- ASSIGNMENT -
Nothing may be dropped or altered: reproduce all the data.

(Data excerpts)

------------------------------------------------

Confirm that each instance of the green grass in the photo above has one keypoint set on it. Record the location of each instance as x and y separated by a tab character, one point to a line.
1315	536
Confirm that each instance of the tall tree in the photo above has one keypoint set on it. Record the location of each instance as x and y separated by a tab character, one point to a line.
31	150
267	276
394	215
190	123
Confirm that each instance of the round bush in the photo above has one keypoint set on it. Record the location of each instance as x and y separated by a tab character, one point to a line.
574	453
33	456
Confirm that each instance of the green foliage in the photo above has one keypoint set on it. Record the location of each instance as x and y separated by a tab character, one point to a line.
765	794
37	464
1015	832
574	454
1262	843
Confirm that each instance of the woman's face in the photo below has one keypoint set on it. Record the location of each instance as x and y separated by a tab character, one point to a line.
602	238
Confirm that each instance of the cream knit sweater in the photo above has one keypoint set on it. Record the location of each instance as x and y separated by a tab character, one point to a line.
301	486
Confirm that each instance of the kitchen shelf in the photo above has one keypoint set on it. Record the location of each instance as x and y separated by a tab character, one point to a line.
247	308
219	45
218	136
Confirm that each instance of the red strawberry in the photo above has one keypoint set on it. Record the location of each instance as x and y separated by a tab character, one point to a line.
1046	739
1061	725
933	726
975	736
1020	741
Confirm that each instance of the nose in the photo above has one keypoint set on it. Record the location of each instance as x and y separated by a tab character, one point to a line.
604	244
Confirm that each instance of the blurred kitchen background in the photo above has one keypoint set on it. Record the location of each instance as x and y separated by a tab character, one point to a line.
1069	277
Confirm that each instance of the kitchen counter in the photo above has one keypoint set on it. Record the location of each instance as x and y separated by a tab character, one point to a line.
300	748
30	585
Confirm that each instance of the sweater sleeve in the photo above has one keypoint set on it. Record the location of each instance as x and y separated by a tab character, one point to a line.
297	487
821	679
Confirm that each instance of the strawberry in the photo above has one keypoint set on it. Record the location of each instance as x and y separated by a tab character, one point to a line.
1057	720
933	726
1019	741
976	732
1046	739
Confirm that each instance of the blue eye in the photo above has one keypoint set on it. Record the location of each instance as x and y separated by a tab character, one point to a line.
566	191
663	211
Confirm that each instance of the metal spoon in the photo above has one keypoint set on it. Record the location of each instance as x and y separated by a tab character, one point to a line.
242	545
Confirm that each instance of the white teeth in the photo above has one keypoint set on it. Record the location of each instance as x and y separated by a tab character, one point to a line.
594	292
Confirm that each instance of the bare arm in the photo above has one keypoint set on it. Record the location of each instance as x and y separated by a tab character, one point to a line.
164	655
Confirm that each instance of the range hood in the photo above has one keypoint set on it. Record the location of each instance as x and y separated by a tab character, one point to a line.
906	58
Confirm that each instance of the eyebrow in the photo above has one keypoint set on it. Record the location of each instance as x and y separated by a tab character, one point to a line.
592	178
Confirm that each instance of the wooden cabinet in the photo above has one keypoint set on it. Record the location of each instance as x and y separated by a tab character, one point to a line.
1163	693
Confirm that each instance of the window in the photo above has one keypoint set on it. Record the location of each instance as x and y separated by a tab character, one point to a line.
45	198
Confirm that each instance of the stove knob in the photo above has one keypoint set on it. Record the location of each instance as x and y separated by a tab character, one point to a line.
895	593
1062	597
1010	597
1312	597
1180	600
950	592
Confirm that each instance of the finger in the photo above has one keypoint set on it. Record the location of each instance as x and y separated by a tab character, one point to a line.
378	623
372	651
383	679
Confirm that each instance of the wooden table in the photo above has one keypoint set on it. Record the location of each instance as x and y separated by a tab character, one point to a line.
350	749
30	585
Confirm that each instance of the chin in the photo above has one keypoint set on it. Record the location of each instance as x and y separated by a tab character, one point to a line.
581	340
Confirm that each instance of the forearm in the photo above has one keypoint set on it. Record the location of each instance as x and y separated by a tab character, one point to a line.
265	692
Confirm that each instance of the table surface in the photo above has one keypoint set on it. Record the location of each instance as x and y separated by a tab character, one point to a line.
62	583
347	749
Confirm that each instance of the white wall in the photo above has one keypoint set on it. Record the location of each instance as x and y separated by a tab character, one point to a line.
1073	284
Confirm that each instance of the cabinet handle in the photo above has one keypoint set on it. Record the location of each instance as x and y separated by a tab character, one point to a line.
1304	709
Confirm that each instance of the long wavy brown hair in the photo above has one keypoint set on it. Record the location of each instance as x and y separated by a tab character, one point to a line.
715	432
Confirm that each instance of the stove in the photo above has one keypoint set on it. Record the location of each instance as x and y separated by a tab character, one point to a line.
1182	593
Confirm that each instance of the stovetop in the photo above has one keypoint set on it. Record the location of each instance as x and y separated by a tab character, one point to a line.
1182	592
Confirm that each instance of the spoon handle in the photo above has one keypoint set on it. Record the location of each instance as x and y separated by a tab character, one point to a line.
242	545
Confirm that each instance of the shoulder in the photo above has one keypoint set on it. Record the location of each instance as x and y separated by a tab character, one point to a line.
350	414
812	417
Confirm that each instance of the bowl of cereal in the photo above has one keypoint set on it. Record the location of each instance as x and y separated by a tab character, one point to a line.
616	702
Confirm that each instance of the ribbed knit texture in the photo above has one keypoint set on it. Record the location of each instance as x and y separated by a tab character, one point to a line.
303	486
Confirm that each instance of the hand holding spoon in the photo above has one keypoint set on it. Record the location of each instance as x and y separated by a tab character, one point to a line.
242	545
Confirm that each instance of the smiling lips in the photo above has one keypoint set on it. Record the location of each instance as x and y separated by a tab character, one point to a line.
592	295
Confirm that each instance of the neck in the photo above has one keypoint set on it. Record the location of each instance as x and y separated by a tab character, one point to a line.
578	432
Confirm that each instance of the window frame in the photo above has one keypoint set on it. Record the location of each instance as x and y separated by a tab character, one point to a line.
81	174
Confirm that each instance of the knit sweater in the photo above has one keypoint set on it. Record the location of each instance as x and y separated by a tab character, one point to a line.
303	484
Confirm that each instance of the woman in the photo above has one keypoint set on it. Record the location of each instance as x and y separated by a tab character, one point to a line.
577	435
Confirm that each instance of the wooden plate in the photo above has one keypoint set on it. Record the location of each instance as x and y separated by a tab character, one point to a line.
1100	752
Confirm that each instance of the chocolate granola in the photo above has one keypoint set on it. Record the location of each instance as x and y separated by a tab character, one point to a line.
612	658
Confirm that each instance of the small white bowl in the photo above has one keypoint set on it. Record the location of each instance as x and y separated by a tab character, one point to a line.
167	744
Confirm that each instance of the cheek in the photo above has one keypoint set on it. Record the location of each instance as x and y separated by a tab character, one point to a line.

------------------------------------------------

- RESULT FOR THIS EXERCISE -
Confirm that each instance of the green grass in the photo above has one keypoint set on it. Record the location of each instance as x and y separated by a tab character, one point to a line.
1315	536
Confirm that each instance of the tall tree in the photo above has one keypoint set on it. Record the location of each instance as x and y separated by a tab character, one point to a line.
31	150
267	276
394	215
190	123
Confirm that each instance of the round bush in the photo above has one keypoint set on it. Record the location of each instance as x and y separated by a tab character, one point to a line.
574	453
33	456
Confirm that each instance of the green foliage in the photo above has one keypoint set on it. Record the location of each instance as x and y separated by a tab character, one point to a line.
765	794
37	464
1015	832
574	454
1262	843
Confirm that each instance of the woman's face in the photo below has one keypoint set on it. Record the location of each instance as x and y separated by a tab character, one point to a line.
602	238
Confirm that each instance of the cream knit sweater in the photo above has one keypoint set on it. Record the location of each instance as x and y separated by a tab character, one point to a line.
301	486
Confirm that each instance of the kitchen shelf in the photo above has one keypoint set on it. Record the location of each instance as x and y separated by a tab character, one point to a line.
247	308
219	45
218	136
Confirm that each instance of the red strawberry in the photo above has one keypoint set on it. Record the location of each instance as x and y separated by a tab character, one point to a line.
1046	739
1061	725
933	726
975	736
1020	741
Confirm that each instance of the nose in the photo above has one keypoint set on it. Record the location of each instance as x and y separated by a tab character, one point to a line.
604	244
Confirm that each instance of the blurred kitchen background in the photo above has one keypoint set on it. Record the location of each instance as x and y separated by a tab character, one point to a line.
1069	277
Confirm that each instance of the kitchen counter in the photo above has one keypoint set on it. Record the location of each instance as x and y separated by a tab character, one point to a line.
300	748
30	585
Confirm that each instance of the sweater sleeve in the photo above has one keypoint set on it. Record the location of each instance as x and y separated by a tab character, one point to a line.
297	487
821	679
Confirm that each instance of the strawberry in the photo above has one keypoint set on it. Record the location of each instance as x and y separated by a tab character, one point to a line.
1057	720
933	726
1019	741
976	732
1046	739
Confirm that each instance of the blue eye in the photo above has one keypoint set on it. Record the location of each instance as x and y separated by a tab character, one point to a line.
566	191
663	211
Confirm that each instance of the metal spoon in the photo above has one keypoint set on it. Record the location of each instance as x and y separated by a tab character, one point to a line.
242	545
Confirm that each instance of the white teeth in the photo above has one keypoint set on it. Record the location of each instance as x and y separated by a tab character, one point to a line.
594	292
Confirm that each instance of the bare arm in the photo above has one keypoint set on it. Record the location of each instance as x and y separated by a tab character, one point to a line.
164	655
Confirm that each instance of the range hood in the photo above has one keypoint set on it. Record the location of each instance as x and y separated by a tab character, one point to a line.
906	58
Confirm that each instance of the eyebrow in the photo above has one keypoint set on it. Record the location of each instance as x and y separated by a tab character, one point to a line.
592	178
Confirm that each instance of the wooden cabinet in the photo above has one keypoint set on it. Record the location of each instance as x and y separated by a tab character, one point to a line.
1163	693
Confirm that each instance of the window in the photo above has one keypoint set on it. Record the location of each instance as x and y separated by a tab character, one point to a line.
45	198
Confirm that each instance of the stove knob in the photo above has one keypoint set on it. Record the location of each instance as x and y separated by a tab character, one point to a line.
895	593
1062	597
1010	597
1312	597
1180	600
950	592
Confirm that each instance of the finger in the photo above has one keypoint set on it. Record the location of each instance as x and y separated by a tab character, one point to a line.
378	623
372	651
383	679
Confirm that each instance of the wooden table in the photo above has one keypoint set on it. Record the location of each instance as x and y separated by a tab character, one point to a line.
350	749
30	585
Confirm that each instance of the chin in the photo above has one keypoint set on it. Record the location of each instance as x and y separated by a tab character, one point to a line.
581	340
Confirm that each instance of the forearm in the photo above has one keypoint set on it. Record the location of each instance as x and y separated by a tab character, one point to a line.
265	692
Confirm that each instance of the table surface in the photo above has one keypoint set on it. Record the location of each instance as x and y separated by a tab character, one point to a line.
62	583
347	749
Confirm that each instance of the white wall in the photo above has one keypoint set on it. Record the location of each instance as x and y separated by a tab character, one point to a line.
1073	284
Confirm that each instance of the cabinet handle in the photo above has one keypoint set on it. Record the location of each instance as x and y separated by a tab character, one point to a line.
1304	709
Confirm that each instance of the long wavy brown hair in the photo above has one keypoint set on it. Record the location of each instance as x and y separated by a tab character, one point to a line.
715	432
Confirm that each instance of the stove in the photo above has one keypoint set on it. Record the location of each instance as x and y separated by a tab character, one point to a line.
1182	593
Confirm that each instance of the stovetop in the photo above has one keypoint set on it. Record the location of each instance as x and y separated by a tab character, one point to a line.
1182	592
Confirm that each instance of the spoon handle in the photo above has one keypoint set on it. Record the location of each instance as x and y separated by a tab character, one point to a line.
242	545
Confirm that each instance of the shoulder in the photo above has one keypoint set on it. Record the location of each instance as x and y separated by a tab character, one point to a line.
350	414
812	417
Confirm that each instance of the bowl of cereal in the photo above has one keypoint set on it. Record the location of each instance as x and y separated by a tab character, one point to a line.
616	702
Confirm that each instance of the ribbed knit texture in the photo above has one keypoint set on it. Record the location of each instance as x and y separated by a tab character, one point to a line.
303	486
Confirm that each instance of the hand holding spoon in the photo above has one keypoint set on it. Record the location of each instance as x and y separated by a tab character, one point to a line.
242	545
Confirm that each instance of the smiling lips in the photo above has one keypoint set on it. Record the location of each instance as x and y separated by a tab character, one point to a line.
592	295
Confirm that each instance of the neck in the photo above has one keypoint set on it. Record the location of each instance as x and y separated by a tab character, one point to a line.
578	432
Confirm that each instance of the window frame in the photo above has one keypoint set on it. Record the location of each instance as x and y separated by a tab character, one point to a line.
81	174
Confirm that each instance of the knit sweater in the photo above has one keypoint set on it. Record the location of each instance as x and y separated by a tab character, one point to a line.
303	484
Confirm that each instance of the woman in the photo above has one keypoint set on it. Record the location of each instance as x and y separated by a tab character, one point to a line.
577	435
Confirm that each instance of the wooden plate in the photo above has one keypoint set on it. Record the location of each instance as x and y separated by a tab character, one point to a line.
1100	752
Confirm that each instance of the chocolate granola in the photo above has one keypoint set on it. Record the location of each instance as x and y separated by a tab character, one point to a line.
612	658
Confirm that each instance of the small white bowl in the photo above has one keypoint set on it. Record the location of each instance as x and y separated by a tab character, one point to a line.
167	744
Confirm that each instance of the cheek in the photo above has one keypoint set on it. Record the location of each instance as x and y separated by a tab character, one point to a line.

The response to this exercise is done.